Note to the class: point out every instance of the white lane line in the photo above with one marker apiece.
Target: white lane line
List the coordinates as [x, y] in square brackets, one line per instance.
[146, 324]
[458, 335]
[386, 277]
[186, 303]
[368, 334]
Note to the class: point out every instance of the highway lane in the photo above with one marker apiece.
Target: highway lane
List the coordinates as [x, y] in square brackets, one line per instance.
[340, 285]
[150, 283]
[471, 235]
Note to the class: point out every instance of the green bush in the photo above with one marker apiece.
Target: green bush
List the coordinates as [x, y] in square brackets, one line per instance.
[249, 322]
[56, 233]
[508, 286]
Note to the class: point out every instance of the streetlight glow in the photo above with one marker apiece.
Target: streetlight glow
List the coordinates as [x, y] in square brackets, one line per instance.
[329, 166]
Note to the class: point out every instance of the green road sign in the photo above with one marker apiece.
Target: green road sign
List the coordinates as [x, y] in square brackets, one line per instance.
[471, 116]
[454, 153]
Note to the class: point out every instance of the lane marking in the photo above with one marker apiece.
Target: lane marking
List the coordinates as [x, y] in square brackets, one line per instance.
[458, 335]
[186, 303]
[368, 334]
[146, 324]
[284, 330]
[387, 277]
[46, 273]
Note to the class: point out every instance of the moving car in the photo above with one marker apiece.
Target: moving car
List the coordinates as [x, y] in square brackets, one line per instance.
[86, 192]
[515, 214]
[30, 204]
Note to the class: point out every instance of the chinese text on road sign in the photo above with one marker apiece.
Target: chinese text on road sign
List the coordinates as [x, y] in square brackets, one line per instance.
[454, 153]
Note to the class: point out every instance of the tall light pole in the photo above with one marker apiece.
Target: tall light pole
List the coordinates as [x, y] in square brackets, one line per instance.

==*==

Quote all of the entries above verbatim, reproducing each line in its original order.

Result of this exercise:
Note to the class: point out every instance of the white lane line in the photo above with one marker apiece.
Target: white lane line
List the coordinates as [x, y] in square brackets, one line per instance.
[146, 324]
[458, 335]
[386, 277]
[186, 303]
[368, 334]
Note to the class: point out every instance of the highway lane in the photo above with one marker apiece.
Target: highway lane
List the coordinates as [x, y] in square brackets, one line per instance.
[340, 285]
[150, 283]
[471, 235]
Note to the class: point out every instance of the green bush in the photo above with one marker apiece.
Target: green bush
List the coordinates as [x, y] in square brackets, one line per instance.
[249, 322]
[56, 233]
[508, 286]
Note to the class: point out every instance of the streetlight glow in the photo above with one marker apiece.
Target: streetlight glow
List the coordinates as [x, y] in square brackets, one line per instance.
[329, 166]
Note to the class: point out every instance of the green road sign in the photo above with one marker apiece.
Target: green road sign
List the coordinates as [x, y] in square brackets, one line per instance.
[471, 116]
[454, 153]
Note to the class: point out every instance of the lane marking in the photo above with one marker apiece.
Target: lane marking
List the coordinates as [x, y] in square brackets, one line per instance.
[458, 335]
[186, 303]
[368, 334]
[146, 324]
[284, 330]
[387, 277]
[46, 273]
Note to the class: point out every instance of the moving car in the photo above with one marker apiece.
Target: moving car
List the coordinates as [x, y] in square brackets, one line per instance.
[86, 192]
[515, 214]
[30, 204]
Note to the class: point out every instance of the chinese text on road sign in the photo above with one marker apiece.
Target: chinese text on road sign
List the coordinates as [x, y] in square brackets, one line per instance.
[454, 153]
Note to the class: point out every instance of the tall light pole in the photo above with one marker apiece.
Target: tall light pole
List the coordinates as [x, y] in square brackets, one line per instance.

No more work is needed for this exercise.